[About this exercise]
Set down exactly the lines of the listing below, please, beginning with the first and ending with the line that holds "Would you kindly put a point on the pale".

--- Data extract ---

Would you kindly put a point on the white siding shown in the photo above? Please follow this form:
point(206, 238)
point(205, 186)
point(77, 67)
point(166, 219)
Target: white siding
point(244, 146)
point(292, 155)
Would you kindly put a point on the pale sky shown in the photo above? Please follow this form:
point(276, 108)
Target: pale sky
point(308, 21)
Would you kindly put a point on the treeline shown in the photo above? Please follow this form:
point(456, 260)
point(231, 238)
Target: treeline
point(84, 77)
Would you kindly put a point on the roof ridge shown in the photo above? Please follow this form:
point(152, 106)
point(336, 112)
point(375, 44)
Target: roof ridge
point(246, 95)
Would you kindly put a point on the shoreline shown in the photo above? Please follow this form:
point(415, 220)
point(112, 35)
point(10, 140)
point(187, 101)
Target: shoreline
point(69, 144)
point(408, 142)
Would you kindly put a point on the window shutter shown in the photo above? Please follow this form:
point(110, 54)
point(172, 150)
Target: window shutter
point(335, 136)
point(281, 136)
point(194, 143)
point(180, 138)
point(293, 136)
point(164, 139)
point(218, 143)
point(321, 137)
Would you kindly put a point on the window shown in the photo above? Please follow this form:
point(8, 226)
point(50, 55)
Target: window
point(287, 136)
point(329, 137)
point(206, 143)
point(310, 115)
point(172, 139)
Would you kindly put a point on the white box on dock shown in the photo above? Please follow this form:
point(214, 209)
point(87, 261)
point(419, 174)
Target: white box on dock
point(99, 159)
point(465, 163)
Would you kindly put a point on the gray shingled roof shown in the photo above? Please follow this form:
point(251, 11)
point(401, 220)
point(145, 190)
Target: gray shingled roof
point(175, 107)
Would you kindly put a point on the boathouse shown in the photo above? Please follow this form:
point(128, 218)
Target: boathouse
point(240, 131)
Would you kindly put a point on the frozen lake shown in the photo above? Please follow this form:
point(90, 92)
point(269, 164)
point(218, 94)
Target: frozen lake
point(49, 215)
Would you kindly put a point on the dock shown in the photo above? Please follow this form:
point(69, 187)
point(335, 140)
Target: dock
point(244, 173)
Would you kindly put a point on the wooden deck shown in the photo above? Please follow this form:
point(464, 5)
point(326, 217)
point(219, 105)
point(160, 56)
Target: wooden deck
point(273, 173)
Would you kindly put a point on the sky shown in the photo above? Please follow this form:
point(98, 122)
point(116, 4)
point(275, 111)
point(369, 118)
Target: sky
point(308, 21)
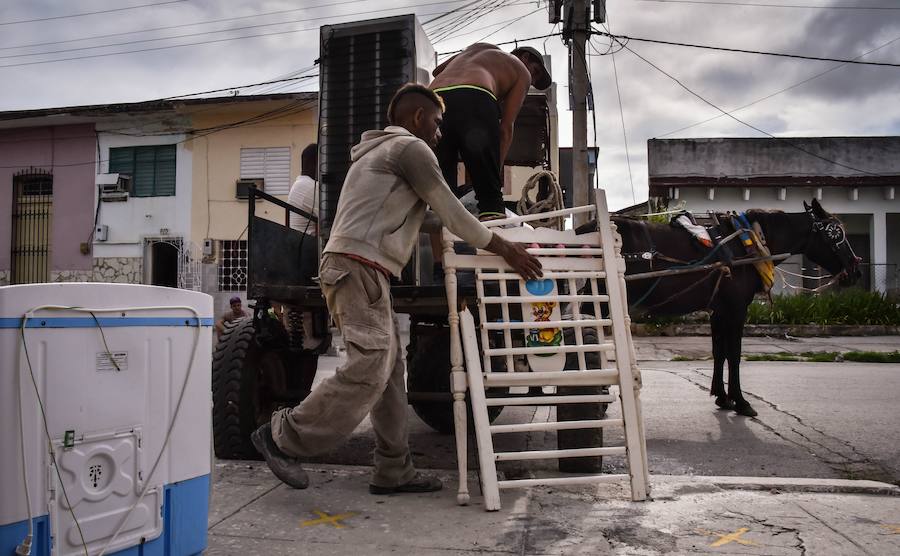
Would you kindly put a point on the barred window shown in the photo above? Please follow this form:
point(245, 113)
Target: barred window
point(232, 265)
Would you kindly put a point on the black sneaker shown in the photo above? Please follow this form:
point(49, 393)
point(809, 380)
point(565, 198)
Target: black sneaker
point(286, 468)
point(419, 483)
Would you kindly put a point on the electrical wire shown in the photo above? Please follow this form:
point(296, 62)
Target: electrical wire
point(514, 41)
point(778, 92)
point(743, 51)
point(196, 23)
point(507, 24)
point(735, 118)
point(212, 41)
point(760, 5)
point(622, 118)
point(464, 20)
point(92, 13)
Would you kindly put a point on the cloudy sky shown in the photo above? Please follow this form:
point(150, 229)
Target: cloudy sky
point(64, 53)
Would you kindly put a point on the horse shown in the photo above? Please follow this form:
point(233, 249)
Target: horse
point(728, 289)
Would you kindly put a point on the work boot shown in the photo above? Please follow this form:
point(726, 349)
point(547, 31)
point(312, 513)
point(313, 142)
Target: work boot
point(283, 466)
point(420, 483)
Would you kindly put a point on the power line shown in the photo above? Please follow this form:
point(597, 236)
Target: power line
point(91, 13)
point(198, 34)
point(241, 87)
point(526, 39)
point(785, 89)
point(508, 23)
point(153, 49)
point(760, 5)
point(751, 126)
point(742, 51)
point(167, 27)
point(622, 118)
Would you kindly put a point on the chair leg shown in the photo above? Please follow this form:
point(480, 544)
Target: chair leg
point(487, 464)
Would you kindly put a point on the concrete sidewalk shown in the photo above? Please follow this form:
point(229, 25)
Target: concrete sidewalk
point(664, 348)
point(253, 513)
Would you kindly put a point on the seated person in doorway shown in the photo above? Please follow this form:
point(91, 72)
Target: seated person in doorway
point(235, 313)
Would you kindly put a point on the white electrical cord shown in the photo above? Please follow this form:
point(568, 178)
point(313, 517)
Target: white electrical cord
point(30, 315)
point(25, 547)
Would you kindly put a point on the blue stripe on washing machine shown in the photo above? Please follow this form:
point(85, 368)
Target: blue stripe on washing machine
point(106, 322)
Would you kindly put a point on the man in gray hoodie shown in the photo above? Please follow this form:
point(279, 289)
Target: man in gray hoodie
point(394, 175)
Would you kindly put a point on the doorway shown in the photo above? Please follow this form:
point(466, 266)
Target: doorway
point(161, 261)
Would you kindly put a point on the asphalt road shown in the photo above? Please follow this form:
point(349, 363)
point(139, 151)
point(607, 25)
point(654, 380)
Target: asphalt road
point(816, 420)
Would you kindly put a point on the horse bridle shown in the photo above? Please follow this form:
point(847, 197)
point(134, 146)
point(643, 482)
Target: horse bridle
point(834, 235)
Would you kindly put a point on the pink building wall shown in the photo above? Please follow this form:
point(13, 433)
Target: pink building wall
point(70, 153)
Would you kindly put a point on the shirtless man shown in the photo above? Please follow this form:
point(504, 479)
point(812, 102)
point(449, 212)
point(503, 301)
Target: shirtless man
point(483, 89)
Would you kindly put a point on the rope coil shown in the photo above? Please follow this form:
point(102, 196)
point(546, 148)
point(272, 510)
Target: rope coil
point(554, 201)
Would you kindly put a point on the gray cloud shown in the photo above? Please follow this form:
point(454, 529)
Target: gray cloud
point(847, 101)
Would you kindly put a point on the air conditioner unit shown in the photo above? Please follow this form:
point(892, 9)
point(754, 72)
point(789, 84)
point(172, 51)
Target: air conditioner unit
point(113, 187)
point(242, 187)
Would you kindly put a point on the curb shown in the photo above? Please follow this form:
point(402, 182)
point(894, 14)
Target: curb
point(789, 484)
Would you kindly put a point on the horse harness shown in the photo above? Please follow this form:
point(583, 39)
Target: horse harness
point(718, 236)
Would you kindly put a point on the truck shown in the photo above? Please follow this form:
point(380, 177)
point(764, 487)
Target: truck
point(267, 362)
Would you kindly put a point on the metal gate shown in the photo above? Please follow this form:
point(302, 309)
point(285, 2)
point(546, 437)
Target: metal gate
point(31, 222)
point(188, 257)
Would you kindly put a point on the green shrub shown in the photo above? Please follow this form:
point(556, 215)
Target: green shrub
point(851, 306)
point(872, 357)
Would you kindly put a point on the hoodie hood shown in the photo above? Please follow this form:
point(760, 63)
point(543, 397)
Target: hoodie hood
point(374, 138)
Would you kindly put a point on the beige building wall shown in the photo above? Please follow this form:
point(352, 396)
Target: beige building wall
point(216, 213)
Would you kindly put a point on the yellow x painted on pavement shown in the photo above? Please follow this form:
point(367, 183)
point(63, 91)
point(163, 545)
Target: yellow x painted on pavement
point(325, 519)
point(725, 538)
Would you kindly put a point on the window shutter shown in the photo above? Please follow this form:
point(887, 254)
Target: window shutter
point(152, 168)
point(273, 164)
point(165, 170)
point(121, 161)
point(144, 172)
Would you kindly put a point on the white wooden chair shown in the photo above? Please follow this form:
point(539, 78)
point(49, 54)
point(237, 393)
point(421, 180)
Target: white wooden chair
point(585, 269)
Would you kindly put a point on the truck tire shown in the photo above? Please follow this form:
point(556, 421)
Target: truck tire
point(581, 438)
point(428, 370)
point(249, 382)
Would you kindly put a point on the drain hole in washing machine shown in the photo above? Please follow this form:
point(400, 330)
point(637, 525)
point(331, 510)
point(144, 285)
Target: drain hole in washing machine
point(99, 472)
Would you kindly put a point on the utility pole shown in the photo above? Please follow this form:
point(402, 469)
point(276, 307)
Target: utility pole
point(576, 18)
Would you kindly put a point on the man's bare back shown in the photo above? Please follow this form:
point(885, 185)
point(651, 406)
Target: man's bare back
point(486, 66)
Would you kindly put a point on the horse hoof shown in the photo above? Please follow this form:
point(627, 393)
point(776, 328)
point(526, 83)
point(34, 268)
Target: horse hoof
point(724, 402)
point(745, 409)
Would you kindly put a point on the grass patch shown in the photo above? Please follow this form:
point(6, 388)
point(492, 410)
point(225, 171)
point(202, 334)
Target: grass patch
point(850, 306)
point(821, 356)
point(872, 356)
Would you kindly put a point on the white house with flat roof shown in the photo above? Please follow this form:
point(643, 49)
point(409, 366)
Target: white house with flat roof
point(855, 178)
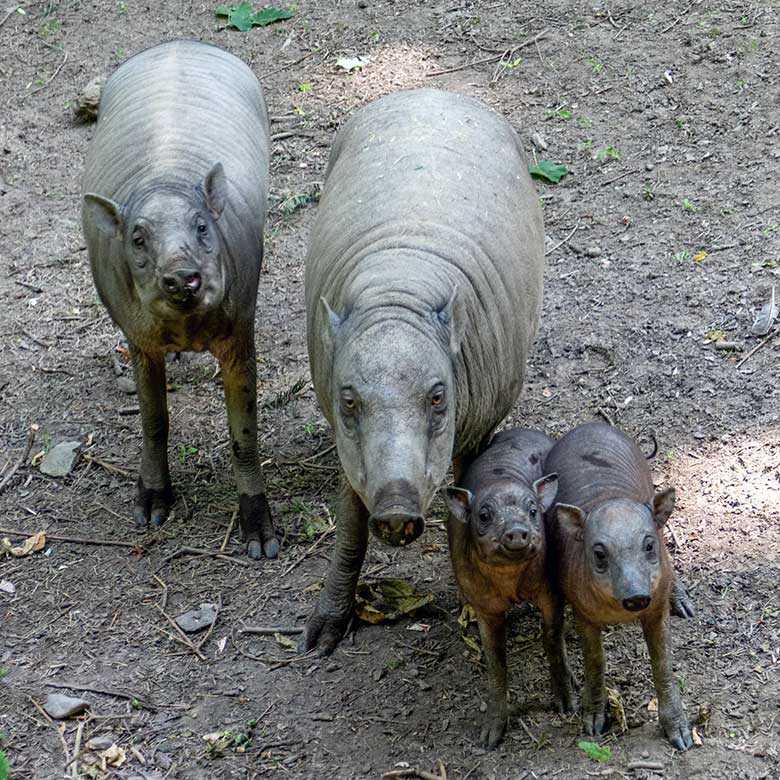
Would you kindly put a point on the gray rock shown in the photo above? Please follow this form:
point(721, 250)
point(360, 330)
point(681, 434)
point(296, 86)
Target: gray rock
point(197, 619)
point(59, 706)
point(61, 459)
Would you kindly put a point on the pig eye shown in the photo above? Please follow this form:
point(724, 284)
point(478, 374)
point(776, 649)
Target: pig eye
point(438, 399)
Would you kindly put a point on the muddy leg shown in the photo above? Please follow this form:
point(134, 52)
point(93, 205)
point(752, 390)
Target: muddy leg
point(594, 698)
point(331, 616)
point(555, 650)
point(670, 710)
point(154, 494)
point(239, 377)
point(492, 630)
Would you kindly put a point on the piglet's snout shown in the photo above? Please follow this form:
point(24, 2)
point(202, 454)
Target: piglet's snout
point(636, 603)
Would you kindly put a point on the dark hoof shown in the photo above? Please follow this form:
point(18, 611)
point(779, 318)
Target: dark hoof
point(323, 634)
point(151, 505)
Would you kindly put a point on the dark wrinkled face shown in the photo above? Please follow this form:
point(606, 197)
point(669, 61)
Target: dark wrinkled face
point(505, 523)
point(173, 252)
point(394, 410)
point(621, 542)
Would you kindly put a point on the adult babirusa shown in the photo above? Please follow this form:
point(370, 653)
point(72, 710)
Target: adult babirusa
point(423, 291)
point(175, 193)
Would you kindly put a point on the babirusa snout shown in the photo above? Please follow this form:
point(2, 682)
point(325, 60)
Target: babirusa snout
point(397, 517)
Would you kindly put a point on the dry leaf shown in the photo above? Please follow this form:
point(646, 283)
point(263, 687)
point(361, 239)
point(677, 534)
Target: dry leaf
point(114, 756)
point(31, 545)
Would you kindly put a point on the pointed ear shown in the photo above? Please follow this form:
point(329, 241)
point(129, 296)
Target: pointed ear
point(663, 505)
point(570, 517)
point(546, 488)
point(215, 190)
point(332, 324)
point(453, 316)
point(106, 215)
point(458, 502)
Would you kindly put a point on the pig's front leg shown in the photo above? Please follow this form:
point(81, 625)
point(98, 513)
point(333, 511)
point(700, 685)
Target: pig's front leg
point(492, 630)
point(594, 699)
point(239, 377)
point(670, 710)
point(154, 494)
point(332, 614)
point(555, 649)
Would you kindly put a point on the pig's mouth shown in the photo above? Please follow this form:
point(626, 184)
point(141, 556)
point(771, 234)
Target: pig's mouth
point(396, 526)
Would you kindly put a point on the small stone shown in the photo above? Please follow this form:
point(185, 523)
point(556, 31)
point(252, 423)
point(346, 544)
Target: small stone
point(59, 706)
point(61, 459)
point(197, 619)
point(101, 742)
point(127, 385)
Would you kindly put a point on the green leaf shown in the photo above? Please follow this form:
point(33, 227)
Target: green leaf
point(269, 16)
point(5, 766)
point(552, 172)
point(597, 752)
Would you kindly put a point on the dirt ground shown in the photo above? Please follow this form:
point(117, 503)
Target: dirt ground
point(666, 115)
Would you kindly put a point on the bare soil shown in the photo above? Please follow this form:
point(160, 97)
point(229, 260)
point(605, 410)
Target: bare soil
point(667, 116)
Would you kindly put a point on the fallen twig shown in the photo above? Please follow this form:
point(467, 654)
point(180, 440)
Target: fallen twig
point(308, 552)
point(17, 465)
point(199, 551)
point(564, 241)
point(755, 349)
point(52, 77)
point(71, 539)
point(496, 58)
point(107, 466)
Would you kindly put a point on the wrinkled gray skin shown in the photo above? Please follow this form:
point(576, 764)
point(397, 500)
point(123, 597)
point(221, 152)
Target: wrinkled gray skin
point(174, 203)
point(497, 544)
point(613, 566)
point(423, 291)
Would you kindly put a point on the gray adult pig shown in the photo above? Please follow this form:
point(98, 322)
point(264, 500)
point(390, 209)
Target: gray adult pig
point(498, 548)
point(613, 566)
point(174, 204)
point(423, 291)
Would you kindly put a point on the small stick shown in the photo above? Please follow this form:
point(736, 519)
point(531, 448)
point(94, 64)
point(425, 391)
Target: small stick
point(511, 50)
point(52, 77)
point(308, 552)
point(76, 750)
point(603, 412)
point(229, 531)
point(71, 539)
point(107, 466)
point(754, 350)
point(181, 636)
point(270, 630)
point(565, 240)
point(200, 551)
point(164, 597)
point(17, 465)
point(654, 765)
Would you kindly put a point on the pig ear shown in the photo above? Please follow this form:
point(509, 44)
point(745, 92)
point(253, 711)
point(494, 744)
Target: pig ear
point(663, 504)
point(332, 325)
point(453, 316)
point(571, 517)
point(546, 489)
point(106, 214)
point(215, 190)
point(458, 502)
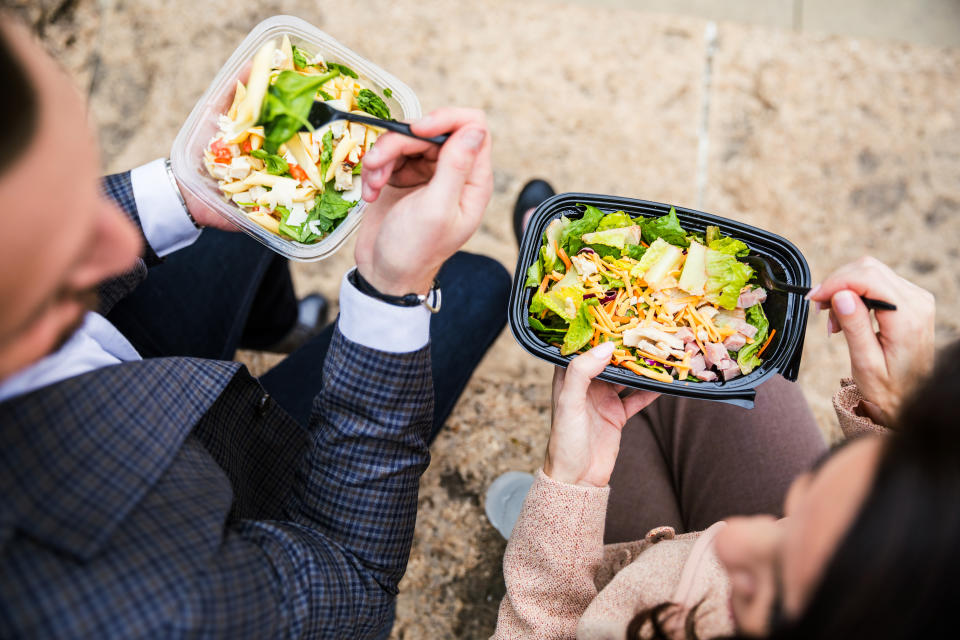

---

[Answer section]
Would you kindly put a point on the white siding shown in the photo above? Please follow this form:
point(206, 238)
point(205, 186)
point(77, 67)
point(166, 219)
Target: white siding
point(244, 146)
point(292, 155)
Would you kindly put a point on the pale sky shown in the photo above? Please follow this form:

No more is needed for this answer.